PROBLEM TO WORK ON ▸
Write the data below out again in full, exactly as shown.

__________

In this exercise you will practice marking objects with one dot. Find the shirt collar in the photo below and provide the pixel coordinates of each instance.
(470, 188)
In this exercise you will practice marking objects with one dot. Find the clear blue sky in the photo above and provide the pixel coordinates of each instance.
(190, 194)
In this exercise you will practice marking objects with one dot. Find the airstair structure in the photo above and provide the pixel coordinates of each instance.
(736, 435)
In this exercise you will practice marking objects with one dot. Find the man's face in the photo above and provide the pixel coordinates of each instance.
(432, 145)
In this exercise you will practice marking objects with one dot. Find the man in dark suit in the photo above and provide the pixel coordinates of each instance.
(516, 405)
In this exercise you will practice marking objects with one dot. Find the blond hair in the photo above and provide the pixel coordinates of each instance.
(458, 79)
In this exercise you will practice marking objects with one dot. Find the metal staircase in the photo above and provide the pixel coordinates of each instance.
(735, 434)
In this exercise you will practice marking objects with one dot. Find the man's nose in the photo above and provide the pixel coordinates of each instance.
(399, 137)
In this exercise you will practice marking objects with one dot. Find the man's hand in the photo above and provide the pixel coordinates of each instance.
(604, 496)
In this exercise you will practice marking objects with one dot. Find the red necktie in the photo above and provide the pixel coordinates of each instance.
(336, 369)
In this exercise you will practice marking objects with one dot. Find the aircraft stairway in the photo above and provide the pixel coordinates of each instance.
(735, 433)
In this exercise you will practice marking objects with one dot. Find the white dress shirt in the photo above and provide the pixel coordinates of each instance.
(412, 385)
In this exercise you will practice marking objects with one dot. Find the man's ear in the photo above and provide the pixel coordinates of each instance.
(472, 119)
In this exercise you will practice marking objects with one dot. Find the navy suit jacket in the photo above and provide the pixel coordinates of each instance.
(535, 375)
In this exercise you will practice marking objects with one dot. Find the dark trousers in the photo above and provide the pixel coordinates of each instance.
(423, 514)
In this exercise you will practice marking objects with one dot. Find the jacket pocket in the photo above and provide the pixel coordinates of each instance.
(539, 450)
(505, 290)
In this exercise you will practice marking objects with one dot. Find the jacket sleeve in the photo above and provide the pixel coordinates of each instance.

__________

RESPONSE TO THIS EXERCISE ▸
In this exercise you will practice marking objects with one dot. Find the shirt collar in the photo below and provide the pixel coordinates of each instance.
(470, 188)
In this exercise you will practice marking objects with one dot. Find the clear blue sky in the photo above and provide the pixel coordinates of each instance.
(190, 194)
In this exercise you will practice marking objects with one dot. Find the airstair structure in the photo above and provide the pixel coordinates of each instance.
(736, 435)
In this exercise you will practice marking objects with one dot. Find the man's face in the photo above and provide the pixel coordinates of each instance.
(432, 145)
In this exercise you will practice marking objects with one dot. Find the man in dark suit in the photo above and provide the pixel coordinates of each instance.
(516, 405)
In this exercise you will practice marking objects with one dot. Find the blond hair in the photo above and provide the pixel coordinates of each instance.
(458, 79)
In this exercise you will practice marking objects with one dot. Find the metal staircase in the photo above and provide the pixel coordinates of each instance.
(735, 434)
In this exercise you will practice marking objects with one dot. Find the man's nose in the photo above and provide the pixel coordinates of each instance.
(399, 137)
In this exercise you will practice marking objects with one dot. Find the man's hand in the photo above and provide the pixel coordinates of each instance.
(604, 496)
In this exercise you will practice marking objects with one dot. Find the red necktie in the photo above and provide the pixel coordinates of each instance.
(336, 369)
In this exercise you will practice marking objects with one dot. Find the aircraft stairway in the photo above and provide the pixel coordinates of each instance.
(735, 433)
In this exercise you will practice marking objects with one dot. Find the white dress shirt in the photo above and provide the pixel coordinates of each instance.
(412, 385)
In this exercise you will practice marking objects with one dot. Find the man's ear in the photo above and provide the pixel coordinates of each instance.
(472, 119)
In this exercise you will practice marking objects with one dot. Find the navy suit jacket in the photo above and provide the pixel coordinates of each instance.
(535, 375)
In this exercise you will practice marking objects with one dot. Find the dark trousers in the photo above and provide the pixel coordinates of each instance.
(423, 514)
In this exercise you will practice marking objects with one dot. Find the jacket pocket in the photo above and provide the pixel coordinates of each instance.
(539, 450)
(505, 290)
In this exercise you will practice marking objects with one dot. Find the jacket sleeve in the photo above and provide the pixel coordinates of each instance.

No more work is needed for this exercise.